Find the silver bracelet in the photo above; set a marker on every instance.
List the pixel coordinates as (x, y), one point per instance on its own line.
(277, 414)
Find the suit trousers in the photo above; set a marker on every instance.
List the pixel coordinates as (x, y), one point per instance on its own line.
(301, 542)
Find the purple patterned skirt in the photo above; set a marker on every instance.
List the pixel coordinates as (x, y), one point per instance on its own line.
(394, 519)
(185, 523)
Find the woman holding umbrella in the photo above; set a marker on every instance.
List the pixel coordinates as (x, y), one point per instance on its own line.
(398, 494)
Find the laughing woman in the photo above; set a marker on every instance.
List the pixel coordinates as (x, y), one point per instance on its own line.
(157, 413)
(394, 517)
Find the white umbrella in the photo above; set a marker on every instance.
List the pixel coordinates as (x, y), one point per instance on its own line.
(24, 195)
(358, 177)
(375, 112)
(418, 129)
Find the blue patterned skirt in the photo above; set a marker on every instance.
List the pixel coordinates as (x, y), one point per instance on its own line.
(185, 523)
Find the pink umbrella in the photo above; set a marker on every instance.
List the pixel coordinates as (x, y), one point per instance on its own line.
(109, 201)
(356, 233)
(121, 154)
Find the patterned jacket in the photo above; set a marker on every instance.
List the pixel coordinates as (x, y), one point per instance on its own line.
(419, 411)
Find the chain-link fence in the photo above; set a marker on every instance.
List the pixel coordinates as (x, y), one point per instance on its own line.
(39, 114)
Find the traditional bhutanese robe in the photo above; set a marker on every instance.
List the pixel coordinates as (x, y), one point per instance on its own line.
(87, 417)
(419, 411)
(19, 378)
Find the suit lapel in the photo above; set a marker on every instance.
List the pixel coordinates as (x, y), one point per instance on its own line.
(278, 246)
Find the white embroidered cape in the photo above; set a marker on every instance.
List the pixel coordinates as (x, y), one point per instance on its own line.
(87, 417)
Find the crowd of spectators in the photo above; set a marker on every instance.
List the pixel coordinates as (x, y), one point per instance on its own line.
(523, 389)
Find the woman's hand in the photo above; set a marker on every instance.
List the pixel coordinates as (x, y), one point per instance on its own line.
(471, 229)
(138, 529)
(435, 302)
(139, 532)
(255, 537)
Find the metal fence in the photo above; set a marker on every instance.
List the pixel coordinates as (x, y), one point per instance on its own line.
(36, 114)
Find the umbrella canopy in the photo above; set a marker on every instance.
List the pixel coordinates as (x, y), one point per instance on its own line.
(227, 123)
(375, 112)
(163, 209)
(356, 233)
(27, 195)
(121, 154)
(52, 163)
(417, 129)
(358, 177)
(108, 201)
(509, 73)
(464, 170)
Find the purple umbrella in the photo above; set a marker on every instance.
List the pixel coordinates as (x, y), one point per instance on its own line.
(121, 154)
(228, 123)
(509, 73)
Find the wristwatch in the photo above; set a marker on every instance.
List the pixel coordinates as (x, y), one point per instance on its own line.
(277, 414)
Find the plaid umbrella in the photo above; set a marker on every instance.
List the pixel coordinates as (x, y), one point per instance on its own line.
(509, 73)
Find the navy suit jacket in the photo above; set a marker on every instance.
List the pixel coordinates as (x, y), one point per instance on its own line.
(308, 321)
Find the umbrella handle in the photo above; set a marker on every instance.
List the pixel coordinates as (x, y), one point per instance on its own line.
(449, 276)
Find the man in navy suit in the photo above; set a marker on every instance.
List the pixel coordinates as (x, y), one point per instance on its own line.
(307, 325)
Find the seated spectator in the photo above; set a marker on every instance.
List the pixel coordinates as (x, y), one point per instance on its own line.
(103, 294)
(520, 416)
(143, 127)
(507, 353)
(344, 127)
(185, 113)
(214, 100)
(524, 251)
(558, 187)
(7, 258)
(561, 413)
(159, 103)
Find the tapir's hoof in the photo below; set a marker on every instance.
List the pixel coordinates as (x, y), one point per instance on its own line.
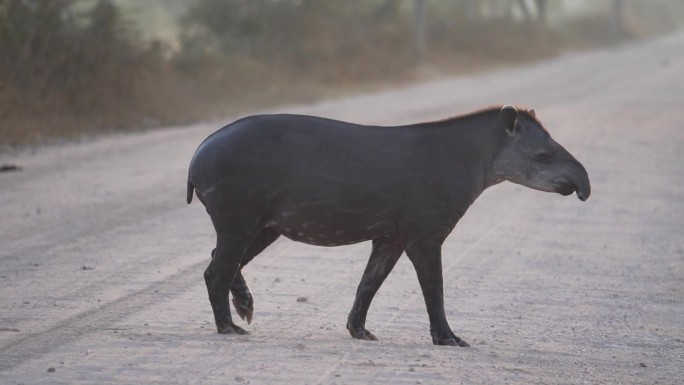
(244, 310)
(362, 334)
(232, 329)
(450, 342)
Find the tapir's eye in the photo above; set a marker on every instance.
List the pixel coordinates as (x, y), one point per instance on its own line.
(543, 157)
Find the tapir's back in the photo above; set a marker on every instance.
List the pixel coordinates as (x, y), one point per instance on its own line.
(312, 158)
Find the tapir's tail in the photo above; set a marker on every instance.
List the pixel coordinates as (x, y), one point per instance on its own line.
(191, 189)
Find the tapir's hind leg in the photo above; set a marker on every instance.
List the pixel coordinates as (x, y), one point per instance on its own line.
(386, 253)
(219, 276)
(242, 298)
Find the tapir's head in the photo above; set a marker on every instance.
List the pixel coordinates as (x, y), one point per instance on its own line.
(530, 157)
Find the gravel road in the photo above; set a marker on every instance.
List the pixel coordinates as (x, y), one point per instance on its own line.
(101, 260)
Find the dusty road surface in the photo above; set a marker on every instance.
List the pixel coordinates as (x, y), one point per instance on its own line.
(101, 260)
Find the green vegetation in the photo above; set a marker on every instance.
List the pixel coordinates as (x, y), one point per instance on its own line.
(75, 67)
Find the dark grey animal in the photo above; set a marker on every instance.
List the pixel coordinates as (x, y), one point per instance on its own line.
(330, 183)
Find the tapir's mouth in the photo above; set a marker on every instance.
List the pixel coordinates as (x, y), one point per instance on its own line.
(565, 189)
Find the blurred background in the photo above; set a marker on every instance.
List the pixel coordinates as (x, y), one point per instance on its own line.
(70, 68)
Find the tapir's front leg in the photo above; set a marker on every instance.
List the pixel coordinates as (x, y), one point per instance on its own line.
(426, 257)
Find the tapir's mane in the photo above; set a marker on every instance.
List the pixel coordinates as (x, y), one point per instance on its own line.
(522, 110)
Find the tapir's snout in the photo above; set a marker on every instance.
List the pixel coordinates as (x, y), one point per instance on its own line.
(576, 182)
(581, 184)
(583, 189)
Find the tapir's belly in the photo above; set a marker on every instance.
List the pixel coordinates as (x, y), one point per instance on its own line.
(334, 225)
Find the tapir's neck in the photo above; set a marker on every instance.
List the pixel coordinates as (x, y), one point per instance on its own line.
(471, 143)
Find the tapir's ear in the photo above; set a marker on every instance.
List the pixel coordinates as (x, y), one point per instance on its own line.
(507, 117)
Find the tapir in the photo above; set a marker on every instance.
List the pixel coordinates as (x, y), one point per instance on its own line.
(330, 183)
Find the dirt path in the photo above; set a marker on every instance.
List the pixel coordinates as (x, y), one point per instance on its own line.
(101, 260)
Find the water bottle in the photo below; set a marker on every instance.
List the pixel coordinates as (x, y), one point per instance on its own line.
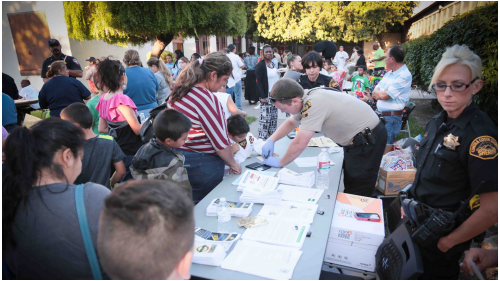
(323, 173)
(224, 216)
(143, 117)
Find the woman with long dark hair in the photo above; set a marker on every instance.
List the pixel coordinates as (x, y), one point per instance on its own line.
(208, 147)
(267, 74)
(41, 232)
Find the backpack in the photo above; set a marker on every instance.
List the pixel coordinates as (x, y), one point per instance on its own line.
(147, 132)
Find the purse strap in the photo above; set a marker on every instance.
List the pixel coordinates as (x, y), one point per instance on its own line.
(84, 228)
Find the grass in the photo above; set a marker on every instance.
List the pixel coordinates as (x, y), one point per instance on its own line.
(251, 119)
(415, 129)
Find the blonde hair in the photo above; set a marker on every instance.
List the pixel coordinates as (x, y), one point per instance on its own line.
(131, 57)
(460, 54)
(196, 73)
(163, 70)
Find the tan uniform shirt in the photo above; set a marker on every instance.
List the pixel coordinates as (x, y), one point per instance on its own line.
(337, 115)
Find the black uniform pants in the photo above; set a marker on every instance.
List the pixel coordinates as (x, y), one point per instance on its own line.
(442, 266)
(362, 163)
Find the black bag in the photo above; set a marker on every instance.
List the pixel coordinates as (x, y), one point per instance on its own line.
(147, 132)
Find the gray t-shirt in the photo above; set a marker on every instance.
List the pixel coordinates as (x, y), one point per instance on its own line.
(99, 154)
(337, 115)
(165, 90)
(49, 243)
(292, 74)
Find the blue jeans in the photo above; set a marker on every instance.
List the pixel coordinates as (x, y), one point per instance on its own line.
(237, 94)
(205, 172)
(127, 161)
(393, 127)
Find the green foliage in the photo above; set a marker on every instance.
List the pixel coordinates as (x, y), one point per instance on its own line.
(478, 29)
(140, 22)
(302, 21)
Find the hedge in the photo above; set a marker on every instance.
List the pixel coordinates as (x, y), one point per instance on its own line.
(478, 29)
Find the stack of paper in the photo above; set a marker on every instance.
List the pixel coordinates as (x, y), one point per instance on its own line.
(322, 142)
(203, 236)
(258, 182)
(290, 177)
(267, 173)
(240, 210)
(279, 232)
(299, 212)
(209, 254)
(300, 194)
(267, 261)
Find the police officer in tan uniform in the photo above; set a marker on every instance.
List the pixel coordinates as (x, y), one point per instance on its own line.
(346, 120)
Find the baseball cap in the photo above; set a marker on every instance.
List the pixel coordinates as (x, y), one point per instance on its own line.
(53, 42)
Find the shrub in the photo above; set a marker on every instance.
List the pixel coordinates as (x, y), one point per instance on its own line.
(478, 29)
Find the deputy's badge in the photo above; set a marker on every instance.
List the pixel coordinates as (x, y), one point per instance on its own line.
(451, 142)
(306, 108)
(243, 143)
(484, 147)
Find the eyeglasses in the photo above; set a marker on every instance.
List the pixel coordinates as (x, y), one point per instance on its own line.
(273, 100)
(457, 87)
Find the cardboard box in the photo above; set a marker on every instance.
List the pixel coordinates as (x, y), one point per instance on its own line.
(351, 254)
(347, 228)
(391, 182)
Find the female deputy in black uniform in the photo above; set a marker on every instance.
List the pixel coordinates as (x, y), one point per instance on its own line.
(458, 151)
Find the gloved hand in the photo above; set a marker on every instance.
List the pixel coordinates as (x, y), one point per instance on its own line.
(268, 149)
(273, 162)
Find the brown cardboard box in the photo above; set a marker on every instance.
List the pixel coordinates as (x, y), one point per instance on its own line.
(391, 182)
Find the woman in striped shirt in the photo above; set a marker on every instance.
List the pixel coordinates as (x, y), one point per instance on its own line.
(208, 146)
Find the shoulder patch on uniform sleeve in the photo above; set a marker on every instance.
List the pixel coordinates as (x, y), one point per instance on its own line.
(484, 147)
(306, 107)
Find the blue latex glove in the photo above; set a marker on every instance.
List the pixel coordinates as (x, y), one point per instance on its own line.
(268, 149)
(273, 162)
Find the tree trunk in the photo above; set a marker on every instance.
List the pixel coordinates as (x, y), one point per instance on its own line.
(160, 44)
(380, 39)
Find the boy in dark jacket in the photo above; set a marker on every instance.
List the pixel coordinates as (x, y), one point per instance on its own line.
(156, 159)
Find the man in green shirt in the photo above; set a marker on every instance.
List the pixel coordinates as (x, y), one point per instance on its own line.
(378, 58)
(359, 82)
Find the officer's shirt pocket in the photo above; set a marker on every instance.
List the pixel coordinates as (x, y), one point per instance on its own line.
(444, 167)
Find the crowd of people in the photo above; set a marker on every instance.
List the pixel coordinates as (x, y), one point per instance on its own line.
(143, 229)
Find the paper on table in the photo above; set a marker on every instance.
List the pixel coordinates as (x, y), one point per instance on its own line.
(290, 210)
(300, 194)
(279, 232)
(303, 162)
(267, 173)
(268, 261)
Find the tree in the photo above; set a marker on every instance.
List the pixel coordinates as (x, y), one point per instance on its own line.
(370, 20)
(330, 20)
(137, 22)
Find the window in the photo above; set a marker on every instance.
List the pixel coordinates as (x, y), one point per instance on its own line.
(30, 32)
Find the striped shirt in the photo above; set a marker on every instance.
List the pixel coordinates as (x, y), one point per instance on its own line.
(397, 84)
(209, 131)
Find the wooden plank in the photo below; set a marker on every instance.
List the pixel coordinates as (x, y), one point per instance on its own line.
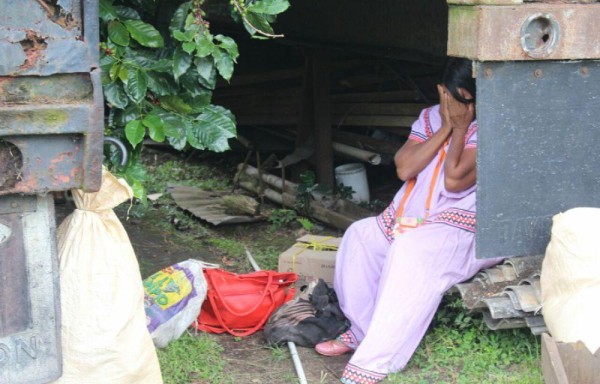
--------------------
*WORK ITEM*
Since the pictures are not part of the copy, please transcribe only the lines above from the one with "Find the umbrella handle" through the one with "Find the tapir's eye", exactly and with both ends.

*SOLUTION*
Find the umbrella handle in the photo above; set a marker on every instance.
List the pixel coordinates as (x, y), one point per instance on its own line.
(449, 276)
Find the man in navy suit in the photo above; set a marker on every instance.
List the pixel coordinates as (x, y), one point per instance on its own line.
(307, 325)
Find the seated spectator in the photo above; set a marker on every instance.
List the pixel coordinates as (x, y), one point per instance on its own line.
(103, 294)
(520, 416)
(143, 127)
(507, 353)
(344, 127)
(185, 113)
(214, 100)
(524, 251)
(558, 187)
(7, 258)
(561, 413)
(159, 103)
Find the tapir's hoof in the photo below; set a marker on every instance.
List the pixel coordinates as (x, y), one point per instance on its own line.
(244, 310)
(362, 334)
(232, 329)
(450, 342)
Find the tapir's eye in the photo above; set a marker on every instance.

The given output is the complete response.